# WORK TO BE COMPLETED
What follows is a set of records; repeat all of them exactly.

— START DATASET EXTRACT —

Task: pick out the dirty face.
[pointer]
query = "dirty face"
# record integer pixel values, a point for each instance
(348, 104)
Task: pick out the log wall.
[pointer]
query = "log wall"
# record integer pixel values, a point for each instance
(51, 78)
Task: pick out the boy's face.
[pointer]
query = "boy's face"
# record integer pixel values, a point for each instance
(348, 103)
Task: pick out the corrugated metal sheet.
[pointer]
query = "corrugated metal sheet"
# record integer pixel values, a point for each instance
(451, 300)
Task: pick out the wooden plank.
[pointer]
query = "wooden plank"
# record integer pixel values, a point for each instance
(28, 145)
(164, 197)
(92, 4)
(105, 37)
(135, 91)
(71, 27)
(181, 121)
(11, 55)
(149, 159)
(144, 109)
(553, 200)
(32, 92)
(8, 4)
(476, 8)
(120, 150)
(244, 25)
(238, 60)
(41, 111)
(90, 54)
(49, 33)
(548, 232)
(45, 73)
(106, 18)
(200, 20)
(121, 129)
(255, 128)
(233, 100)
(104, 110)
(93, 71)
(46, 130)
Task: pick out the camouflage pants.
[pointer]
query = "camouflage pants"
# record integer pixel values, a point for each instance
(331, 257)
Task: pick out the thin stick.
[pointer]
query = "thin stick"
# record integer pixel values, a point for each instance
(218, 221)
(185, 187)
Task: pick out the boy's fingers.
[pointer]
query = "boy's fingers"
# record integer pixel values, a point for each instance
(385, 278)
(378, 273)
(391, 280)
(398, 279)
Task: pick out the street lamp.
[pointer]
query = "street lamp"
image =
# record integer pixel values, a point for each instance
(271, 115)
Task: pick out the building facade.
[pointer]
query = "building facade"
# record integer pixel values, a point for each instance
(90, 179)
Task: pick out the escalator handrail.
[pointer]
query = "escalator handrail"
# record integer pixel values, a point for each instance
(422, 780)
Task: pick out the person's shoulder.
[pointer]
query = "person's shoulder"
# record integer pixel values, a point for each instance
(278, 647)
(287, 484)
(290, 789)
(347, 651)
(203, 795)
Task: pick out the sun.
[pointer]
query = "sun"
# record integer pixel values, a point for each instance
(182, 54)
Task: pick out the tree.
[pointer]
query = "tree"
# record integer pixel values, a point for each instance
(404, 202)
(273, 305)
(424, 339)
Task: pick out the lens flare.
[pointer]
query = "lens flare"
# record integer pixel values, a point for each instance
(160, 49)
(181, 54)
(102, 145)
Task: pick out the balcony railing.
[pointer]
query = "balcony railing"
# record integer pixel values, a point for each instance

— END DATASET EXTRACT —

# IN RESPONSE
Task: pick out the dirty face.
[pointer]
query = "dirty face"
# record integer pixel values, a point for each instance
(348, 104)
Task: pick out the log wall.
[pointer]
query = "log wall"
# record integer pixel values, a point for each instance
(51, 78)
Task: pick out the boy's face.
[pointer]
query = "boy's face"
# record integer pixel values, a point for each instance
(348, 103)
Task: pick out the corrugated metal sheet.
[pointer]
query = "corrugated metal sheet"
# record integer pixel values, a point for each instance
(451, 300)
Task: pick out the wooden plank.
[pointer]
query = "wooden plank"
# record integer pixel values, a point for each instance
(28, 145)
(164, 197)
(92, 4)
(105, 37)
(135, 91)
(71, 27)
(181, 121)
(11, 55)
(149, 159)
(144, 109)
(553, 200)
(32, 92)
(8, 4)
(476, 8)
(120, 150)
(244, 25)
(238, 60)
(41, 111)
(90, 54)
(49, 33)
(548, 232)
(45, 73)
(106, 18)
(200, 20)
(121, 129)
(255, 128)
(233, 100)
(104, 110)
(93, 71)
(46, 130)
Task: pick out the camouflage pants.
[pointer]
query = "camouflage pants"
# record integer pixel values, a point for each instance
(331, 257)
Task: pick out the thin stick.
[pointer]
query = "thin stick"
# record integer pixel values, a point for each instance
(218, 221)
(185, 187)
Task: pick out the boy's fingers.
[pointer]
query = "boy's fingers"
# record integer pixel values, a point for each instance
(385, 278)
(378, 273)
(391, 280)
(398, 279)
Task: pick out the street lamp.
[pointer]
query = "street lamp"
image =
# record integer pixel values, a point for each instance
(271, 115)
Task: pick out the building facade.
[pointer]
query = "building facade"
# record integer pixel values, a point for each instance
(90, 179)
Task: pick out the escalator handrail.
[pointer]
query = "escalator handrail"
# record integer pixel values, a point for each instance
(422, 780)
Task: pick out the person's shoulder.
[pointer]
query = "person's shoulder"
# record integer pixel values, a point for each instance
(278, 647)
(287, 484)
(290, 789)
(347, 651)
(203, 795)
Task: pick out the sun.
[pointer]
query = "sun"
# record integer pixel values, a point for each instance
(182, 54)
Task: pick out the tree.
[pointer]
query = "tree"
# record integer pixel values, a point for each instance
(404, 202)
(273, 305)
(424, 339)
Task: pick out the lens flare.
[pointer]
query = "lens flare"
# record integer pixel values, a point for each instance
(160, 49)
(181, 54)
(102, 145)
Task: pick out the balcony railing.
[pointer]
query = "balcony railing"
# record integer pixel values, a point for each instance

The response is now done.